What is asked — Rewrite the stretch of entries from the line that contains "Query: collar insignia" through the line that contains "Query: white jacket", swapping "silver brooch" for "silver pin" and keeping everything else the same. Leave out the pictures.

Rows from a dataset —
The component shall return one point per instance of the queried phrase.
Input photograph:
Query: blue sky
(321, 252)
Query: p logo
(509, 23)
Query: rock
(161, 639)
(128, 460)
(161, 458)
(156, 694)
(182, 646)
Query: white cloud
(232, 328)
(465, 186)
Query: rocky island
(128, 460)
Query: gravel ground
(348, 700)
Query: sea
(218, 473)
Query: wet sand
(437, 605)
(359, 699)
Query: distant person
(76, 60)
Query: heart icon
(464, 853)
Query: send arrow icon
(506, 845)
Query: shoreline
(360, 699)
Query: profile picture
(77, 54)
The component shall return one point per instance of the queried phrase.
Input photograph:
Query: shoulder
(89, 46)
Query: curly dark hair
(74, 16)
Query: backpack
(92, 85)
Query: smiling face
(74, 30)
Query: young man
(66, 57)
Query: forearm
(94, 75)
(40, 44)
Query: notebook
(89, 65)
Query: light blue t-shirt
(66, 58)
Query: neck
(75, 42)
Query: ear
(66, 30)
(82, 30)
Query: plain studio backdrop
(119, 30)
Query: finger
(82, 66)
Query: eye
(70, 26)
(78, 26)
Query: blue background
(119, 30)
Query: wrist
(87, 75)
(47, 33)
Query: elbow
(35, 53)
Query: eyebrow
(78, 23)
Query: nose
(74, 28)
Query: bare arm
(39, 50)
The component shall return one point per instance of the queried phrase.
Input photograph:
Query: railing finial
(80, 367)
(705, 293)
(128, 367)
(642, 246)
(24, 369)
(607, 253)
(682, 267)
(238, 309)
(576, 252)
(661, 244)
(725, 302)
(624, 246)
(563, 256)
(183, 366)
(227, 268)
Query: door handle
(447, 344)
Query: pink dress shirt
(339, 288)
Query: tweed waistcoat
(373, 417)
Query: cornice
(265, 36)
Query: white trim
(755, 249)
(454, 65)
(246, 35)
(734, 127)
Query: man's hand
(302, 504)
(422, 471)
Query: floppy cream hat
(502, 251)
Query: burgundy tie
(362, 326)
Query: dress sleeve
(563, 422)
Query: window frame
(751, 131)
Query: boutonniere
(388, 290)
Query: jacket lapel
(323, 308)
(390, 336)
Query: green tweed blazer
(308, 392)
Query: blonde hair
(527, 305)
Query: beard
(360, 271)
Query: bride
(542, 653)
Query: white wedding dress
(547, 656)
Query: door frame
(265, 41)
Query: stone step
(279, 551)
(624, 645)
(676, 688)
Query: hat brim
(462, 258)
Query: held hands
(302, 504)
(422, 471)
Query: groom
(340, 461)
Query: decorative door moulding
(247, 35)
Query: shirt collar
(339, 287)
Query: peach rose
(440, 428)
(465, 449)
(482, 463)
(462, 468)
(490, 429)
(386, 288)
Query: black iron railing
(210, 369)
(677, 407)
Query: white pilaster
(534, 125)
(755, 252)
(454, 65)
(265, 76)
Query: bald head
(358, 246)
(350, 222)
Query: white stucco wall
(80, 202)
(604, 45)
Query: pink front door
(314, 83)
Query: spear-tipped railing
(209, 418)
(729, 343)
...
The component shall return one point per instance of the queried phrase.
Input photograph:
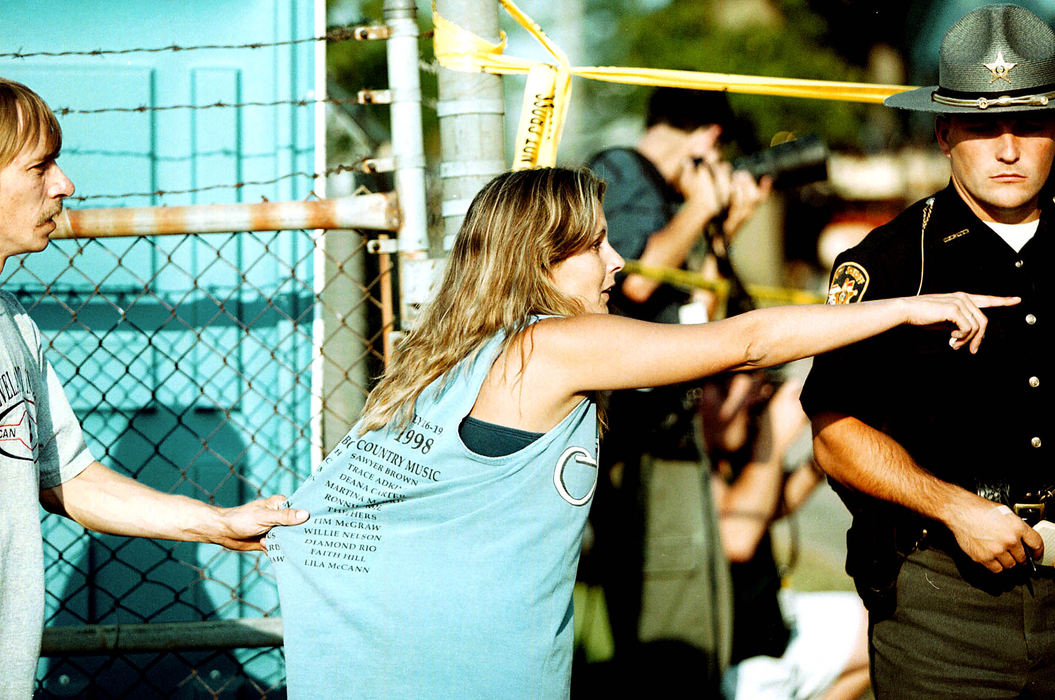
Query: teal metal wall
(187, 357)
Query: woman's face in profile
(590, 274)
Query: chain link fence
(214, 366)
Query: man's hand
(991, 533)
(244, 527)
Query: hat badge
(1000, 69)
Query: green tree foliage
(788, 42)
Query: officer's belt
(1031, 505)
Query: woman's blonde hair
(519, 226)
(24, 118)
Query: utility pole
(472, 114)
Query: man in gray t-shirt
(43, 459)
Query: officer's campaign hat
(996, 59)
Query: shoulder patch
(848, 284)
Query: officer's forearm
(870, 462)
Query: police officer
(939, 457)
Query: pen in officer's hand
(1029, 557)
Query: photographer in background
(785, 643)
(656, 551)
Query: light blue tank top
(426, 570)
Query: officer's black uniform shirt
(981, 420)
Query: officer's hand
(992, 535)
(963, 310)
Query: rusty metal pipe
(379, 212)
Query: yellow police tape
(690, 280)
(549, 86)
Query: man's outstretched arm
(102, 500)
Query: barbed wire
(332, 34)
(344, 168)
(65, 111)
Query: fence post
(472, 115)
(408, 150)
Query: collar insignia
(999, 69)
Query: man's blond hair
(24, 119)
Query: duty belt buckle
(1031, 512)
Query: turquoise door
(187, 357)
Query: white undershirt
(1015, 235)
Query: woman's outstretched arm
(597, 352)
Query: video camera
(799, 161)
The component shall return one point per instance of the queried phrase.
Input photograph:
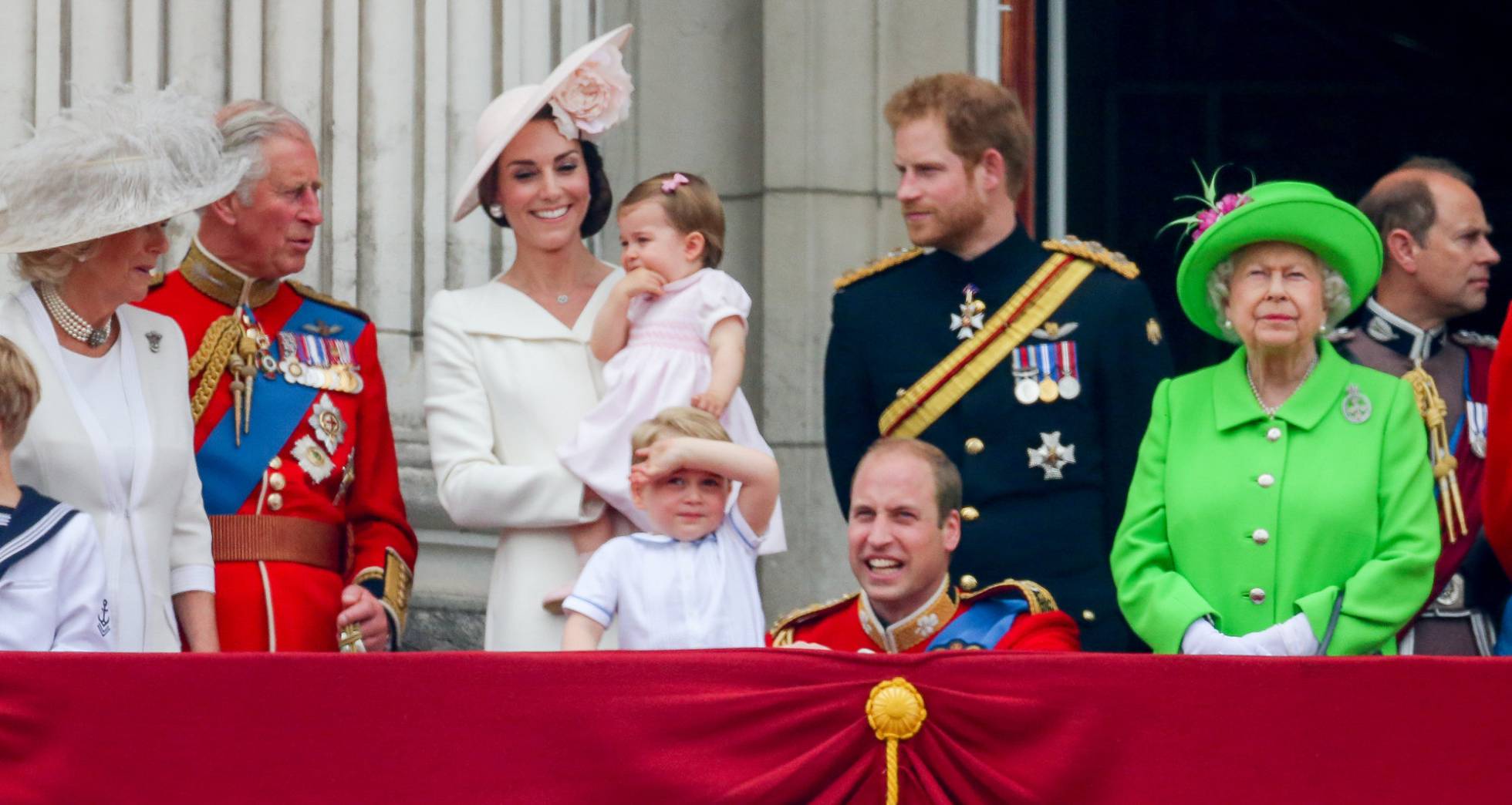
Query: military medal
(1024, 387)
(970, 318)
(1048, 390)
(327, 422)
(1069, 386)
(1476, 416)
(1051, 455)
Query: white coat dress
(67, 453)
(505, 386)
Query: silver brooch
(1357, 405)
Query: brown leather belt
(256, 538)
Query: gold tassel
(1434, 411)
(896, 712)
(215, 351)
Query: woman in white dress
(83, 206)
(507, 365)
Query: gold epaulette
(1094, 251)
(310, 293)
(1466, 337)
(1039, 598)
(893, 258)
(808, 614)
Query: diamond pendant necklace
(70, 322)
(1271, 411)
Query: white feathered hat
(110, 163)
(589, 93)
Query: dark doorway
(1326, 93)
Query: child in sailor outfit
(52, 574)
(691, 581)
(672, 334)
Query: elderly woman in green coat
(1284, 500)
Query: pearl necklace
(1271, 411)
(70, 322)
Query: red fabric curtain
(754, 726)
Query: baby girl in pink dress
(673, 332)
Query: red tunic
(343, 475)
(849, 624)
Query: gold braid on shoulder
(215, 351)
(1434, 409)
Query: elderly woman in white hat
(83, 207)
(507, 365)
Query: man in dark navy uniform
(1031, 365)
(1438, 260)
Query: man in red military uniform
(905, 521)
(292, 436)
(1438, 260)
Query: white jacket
* * *
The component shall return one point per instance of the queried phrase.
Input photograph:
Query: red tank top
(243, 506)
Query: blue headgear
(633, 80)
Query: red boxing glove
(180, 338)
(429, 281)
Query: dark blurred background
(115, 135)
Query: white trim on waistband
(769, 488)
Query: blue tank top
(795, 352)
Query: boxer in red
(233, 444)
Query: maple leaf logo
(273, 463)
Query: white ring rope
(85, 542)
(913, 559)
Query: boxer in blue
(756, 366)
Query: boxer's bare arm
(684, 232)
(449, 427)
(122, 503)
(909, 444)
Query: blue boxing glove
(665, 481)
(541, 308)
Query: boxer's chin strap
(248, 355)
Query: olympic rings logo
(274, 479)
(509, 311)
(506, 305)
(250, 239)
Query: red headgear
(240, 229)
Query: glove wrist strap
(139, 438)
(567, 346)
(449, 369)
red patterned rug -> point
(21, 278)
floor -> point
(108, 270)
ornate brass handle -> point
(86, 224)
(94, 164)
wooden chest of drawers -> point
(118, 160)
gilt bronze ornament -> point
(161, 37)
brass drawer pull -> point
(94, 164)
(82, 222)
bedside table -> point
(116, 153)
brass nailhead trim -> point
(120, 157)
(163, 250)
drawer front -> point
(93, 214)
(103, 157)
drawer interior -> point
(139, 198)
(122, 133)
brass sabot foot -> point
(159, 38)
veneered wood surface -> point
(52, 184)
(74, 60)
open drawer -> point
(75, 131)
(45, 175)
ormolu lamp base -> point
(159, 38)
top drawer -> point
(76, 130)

Exercise answer —
Query: collar insignia
(999, 69)
Query: man's blond hair
(24, 119)
Query: duty belt buckle
(1031, 512)
Query: turquoise door
(187, 357)
Query: white undershirt
(1015, 235)
Query: woman's outstretched arm
(597, 352)
Query: video camera
(799, 161)
The component shall return one point per instance of the queried phrase.
Input photograph:
Query: military medal
(1024, 387)
(970, 318)
(1048, 390)
(327, 422)
(1069, 386)
(1476, 416)
(1051, 455)
Query: white coat dress
(67, 453)
(505, 386)
Query: silver pin
(1357, 405)
Query: brown leather belt
(256, 538)
Query: gold tassel
(1434, 411)
(896, 712)
(215, 351)
Query: woman in white dress
(83, 206)
(507, 365)
Query: gold epaulette
(1094, 251)
(310, 293)
(1466, 337)
(1039, 598)
(893, 258)
(808, 614)
Query: diamond pendant necklace
(70, 322)
(1271, 411)
Query: white feathered hat
(110, 163)
(589, 93)
Query: dark doorway
(1326, 93)
Query: child in sailor outfit
(52, 574)
(691, 581)
(672, 334)
Query: elderly woman in green coat
(1284, 500)
Query: pearl necklace
(1271, 411)
(70, 322)
Query: red fabric curtain
(754, 726)
Query: baby girl in pink dress
(673, 332)
Query: red tunic
(343, 475)
(849, 624)
Query: gold braid on shoulder
(215, 351)
(1434, 409)
Query: elderly woman in white hat
(83, 207)
(507, 365)
Query: man in dark navy uniform
(1031, 365)
(1438, 260)
Query: man in red military uniform
(905, 521)
(292, 436)
(1438, 260)
Query: white jacket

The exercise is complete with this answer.